#### Zu erledigende Aufgaben:
[a] Warum bezeichnet Herr Yildiz im Protokollauszug die Gebührenerhöhung als „finanzpolitisch völlig unverständlich“? Antworten Sie in ein bis drei Sätzen.
[b] Fassen Sie den Absatz des Protokollauszugs, der mit „Im Sinne einer familienfreundlichen Politik“ beginnt, als kurze Liste zusammen und behalten Sie dabei seine wesentlichen Aussagen bei.
[c] Mit wie vielen Unterschriften hat der Landeselternausschuss laut Protokollauszug seine Volkspetition gegen die Gebührenerhöhung abgeschlossen?
··· Auszug zum Lesen
Protokoll der Sitzung vom 02.07.2010

[Senatsantrag: Begrenzung des Ausgabenanstiegs und qualitätssichernde Maßnahmen in der Kindertagesbetreuung – Drs 19/5901 –]

Hierzu liegt Ihnen als Drucksache 19/6599 ein Antrag der Fraktion DIE LINKE vor.

[Antrag der Fraktion DIE LINKE: Für mehr Gebührengerechtigkeit und ein gemeinsames längeres Lernen in der Kita – Drs 19/6599 –]

Wer wünscht das Wort? – Herr Yildiz, bitte.

Frau Präsidentin, meine Damen und Herren! Wir haben gerade über ein Thema gesprochen, das sehr wichtig ist und viel mit der Schulreform und dem Erfolg unserer Schülerinnen und Schüler zu tun haben wird. Heute liegt der Senatsantrag zur Begrenzung des Ausgabenanstiegs in unveränderter Fassung zur zweiten Lesung vor. Wie Sie sehen, werden wir als Links-Fraktion nicht müde, in und außerhalb der Bürgerschaft gegen diese Kita-Gebührenerhöhung zu arbeiten. Wir begrüßen daher, dass der Landeselternausschuss eine Volkspetition gegen diese Gebührenerhöhung gestartet und mit mehr als 42 500 Unterschriften abgeschlossen hat.

(Beifall bei der LINKEN)

Im Sinne einer familienfreundlichen Politik und einer solidarischen Gesellschaft ist ein Umdenken dringend gefordert. Ihre Argumentation, es müsse aufgrund der durch die Wirtschaftskrise bedingten Steuerausfälle in der frühkindlichen Bildung gespart werden, ist nicht nur bildungspolitisch kontraproduktiv, sondern wird fatale finanzielle Folgen für die Stadt haben. Sie verspielen hier die Chance, die in zahlreichen Studien geforderte frühkindliche Bildung von Kindesbeinen an zu fördern. Das ist unverantwortlich. Ich möchte Ihnen das unter verschiedenen Gesichtspunkten verdeutlichen.

Erstens: Diese Maßnahme ist finanzpolitisch völlig unverständlich. Sie riskieren, dass eine steigende Zahl erwerbstätiger Eltern ihre Kinder aus der Kita abmelden oder die Inanspruchnahme ihrer Gutscheine reduzieren, weil es sich für Zuverdienerinnen und Zuverdiener aufgrund der Gebührenerhöhung nicht mehr lohnt, arbeiten zu gehen. Dadurch werden Hamburg Steuergelder in erheblichem Umfang verloren gehen. Diese Kürzungen sind außerdem frauenfeindlich, weil sie dazu führen werden, dass Mütter zu Hause bleiben, statt ihre Kinder in die Kitas zu geben.
······
··· Bereitgestelltes Material
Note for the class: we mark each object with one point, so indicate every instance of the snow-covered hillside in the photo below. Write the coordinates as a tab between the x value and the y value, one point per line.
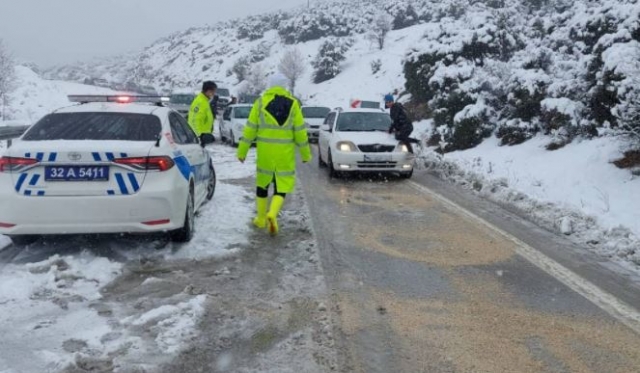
······
#### Lösungen nach Aufgaben:
[a] Er befürchtet, dass immer mehr erwerbstätige Eltern ihre Kinder aus der Kita abmelden oder ihre Gutscheine weniger nutzen. Wegen der höheren Gebühren lohne es sich für Zuverdienerinnen und Zuverdiener nicht mehr, arbeiten zu gehen. Dadurch würden Hamburg Steuergelder in erheblichem Umfang verloren gehen.

[b]
- Im Sinne einer familienfreundlichen Politik und einer solidarischen Gesellschaft ist ein Umdenken dringend nötig.
- Das Argument, wegen der krisenbedingten Steuerausfälle müsse bei der frühkindlichen Bildung gespart werden, ist bildungspolitisch kontraproduktiv.
- Diese Sparpolitik wird außerdem fatale finanzielle Folgen für die Stadt haben.
- Die Chance, frühkindliche Bildung von Anfang an zu fördern, wird verspielt, obwohl zahlreiche Studien dies fordern. Der Redner nennt das unverantwortlich.
- Er kündigt an, dies unter verschiedenen Gesichtspunkten zu verdeutlichen.

[c] Mit mehr als 42 500 Unterschriften.